• [Task instructions]:
Your task is to give the listing below back word for word, pictures excluded.

(A run of records)
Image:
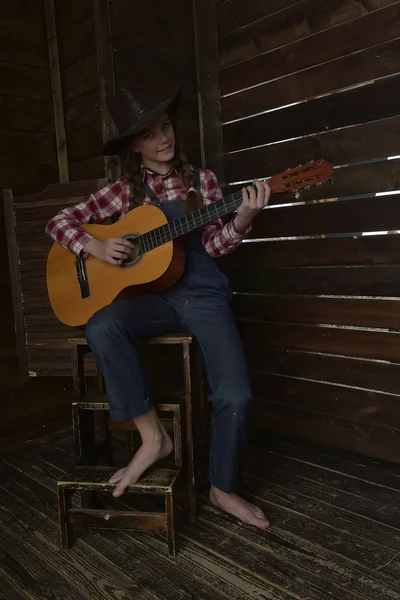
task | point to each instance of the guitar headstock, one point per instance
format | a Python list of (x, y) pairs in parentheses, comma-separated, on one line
[(302, 177)]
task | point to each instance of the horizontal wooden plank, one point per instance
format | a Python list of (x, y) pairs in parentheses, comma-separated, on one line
[(366, 374), (374, 28), (377, 139), (368, 250), (377, 100), (77, 43), (362, 406), (26, 82), (69, 13), (379, 442), (278, 29), (357, 312), (349, 281), (22, 37), (8, 347), (360, 67), (235, 14), (90, 168), (82, 111), (26, 114), (85, 142), (80, 78), (338, 216), (333, 340), (27, 146), (35, 178), (6, 310)]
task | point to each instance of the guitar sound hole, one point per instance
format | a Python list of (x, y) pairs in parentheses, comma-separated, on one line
[(135, 256)]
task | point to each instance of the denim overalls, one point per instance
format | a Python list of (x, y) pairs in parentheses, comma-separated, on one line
[(199, 303)]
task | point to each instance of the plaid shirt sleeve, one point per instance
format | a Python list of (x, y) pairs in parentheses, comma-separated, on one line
[(64, 228), (218, 239)]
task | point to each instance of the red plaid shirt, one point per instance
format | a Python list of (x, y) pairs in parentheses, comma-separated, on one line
[(113, 201)]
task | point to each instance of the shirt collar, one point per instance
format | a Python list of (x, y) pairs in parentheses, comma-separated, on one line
[(145, 172)]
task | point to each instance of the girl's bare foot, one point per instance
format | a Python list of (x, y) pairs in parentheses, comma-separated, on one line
[(240, 508), (150, 452)]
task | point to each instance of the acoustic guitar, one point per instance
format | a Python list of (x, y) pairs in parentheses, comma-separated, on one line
[(79, 287)]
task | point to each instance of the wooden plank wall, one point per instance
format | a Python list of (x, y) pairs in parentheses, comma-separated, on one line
[(80, 84), (28, 162), (319, 315), (154, 50)]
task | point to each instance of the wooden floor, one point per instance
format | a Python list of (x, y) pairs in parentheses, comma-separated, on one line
[(335, 535)]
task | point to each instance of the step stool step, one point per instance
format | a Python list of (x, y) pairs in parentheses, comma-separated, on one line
[(96, 478)]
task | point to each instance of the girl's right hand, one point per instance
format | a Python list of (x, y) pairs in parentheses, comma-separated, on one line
[(113, 250)]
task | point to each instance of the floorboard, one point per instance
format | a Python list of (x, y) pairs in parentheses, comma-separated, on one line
[(335, 535)]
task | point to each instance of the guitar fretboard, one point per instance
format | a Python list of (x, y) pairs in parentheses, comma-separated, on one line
[(182, 225)]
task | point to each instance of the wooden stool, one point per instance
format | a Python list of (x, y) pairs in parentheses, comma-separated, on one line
[(95, 479), (83, 421)]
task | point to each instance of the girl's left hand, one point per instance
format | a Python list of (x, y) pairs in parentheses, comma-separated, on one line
[(253, 202)]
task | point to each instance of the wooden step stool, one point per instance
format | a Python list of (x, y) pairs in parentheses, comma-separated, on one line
[(91, 480), (85, 408), (95, 479)]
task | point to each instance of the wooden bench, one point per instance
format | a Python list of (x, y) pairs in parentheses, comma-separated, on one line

• [Written answer]:
Image:
task | point to each instance of the guitar headstock, one point per instance
format | a Python list of (x, y) pairs in parentheses, comma-separated, on one line
[(302, 177)]
task | point to each instance of the horizontal wooden plank, one point per instance
format | a Python list of (x, y) pairs in parentheses, comma-separated, on one line
[(366, 374), (374, 28), (377, 139), (368, 250), (377, 100), (77, 43), (362, 406), (26, 82), (69, 13), (379, 442), (278, 29), (357, 312), (349, 281), (22, 37), (8, 347), (360, 67), (235, 14), (90, 168), (82, 111), (26, 114), (85, 142), (80, 78), (338, 216), (333, 340), (27, 146), (35, 178), (6, 310)]
task | point to each instance of the guitar sound hole, one point per instance
format | a Python list of (x, y) pairs in parentheses, comma-separated, on one line
[(135, 256)]
task | point to each instance of the denim overalls, one point per instance
format | a Python list of (x, y) pairs in parentheses, comma-separated, on one line
[(199, 303)]
task | point to each instance of the plaid shirt sleeve, one point per instance
format | a Python list of (x, y) pairs in parentheses, comma-separated, on one line
[(64, 228), (218, 239)]
task | point to each instance of the red plaid shirt, one point per instance
format | a Python list of (x, y) pairs in parentheses, comma-separated, on one line
[(113, 201)]
task | point to each instance of the shirt collar, one point per instance
format | a Python list of (x, y) pairs in parentheses, comma-separated, on one line
[(145, 172)]
task | point to each instance of the girl's bare foot, one point per instance
format | a Python list of (x, y) pairs in parentheses, comma-separated, on one line
[(240, 508), (150, 452)]
task | point to each instance of the acoustic guitar, one point per instance
format | a Python list of (x, y) pairs in parentheses, comma-separated, on one line
[(79, 287)]
task | point to each instance of the wooden plank wall, one point per instance
format | a Python list of (x, y) pairs in parentheses, comma-separated, on one line
[(80, 84), (28, 162), (319, 315), (154, 50)]
task | point to each instance of the wooden floor, one point per instance
format | a Python list of (x, y) pairs in parentheses, comma-separated, on one line
[(335, 535)]
task | point to each instance of the step stool step, one point per instance
format | a Python list of (x, y) pairs in parentheses, comma-separated, on one line
[(96, 478)]
task | point to each instance of the girl's right hand, one point per instance
format | a Python list of (x, y) pairs in parentheses, comma-separated, on one line
[(113, 250)]
task | point to each instance of the floorboard, one point per instance
format | a Python list of (x, y) pairs in parentheses, comma-separated, on one line
[(335, 535)]
task | point to each instance of the guitar fretboard, one point per instance
format | a Python list of (x, y) pairs in parentheses, comma-separated, on one line
[(182, 225)]
task | point to each instance of the wooden stool, one point per instance
format | a Python list of (x, y) pairs in parentheses, comma-separated, on one line
[(95, 479), (83, 421)]
task | point to each instance of the girl's left hand, one point per instance
format | a Python list of (x, y) pairs in parentheses, comma-separated, on one line
[(253, 202)]
task | point to each instance of the wooden step stool, one point per instance
format | a Python list of (x, y) pairs in parentheses, comma-separated, on one line
[(91, 480), (85, 408), (95, 479)]
task | point to each instance of the wooden bench, one point per instance
format | a Python list of (x, y) pairs in parentheses, comma-separated, on one line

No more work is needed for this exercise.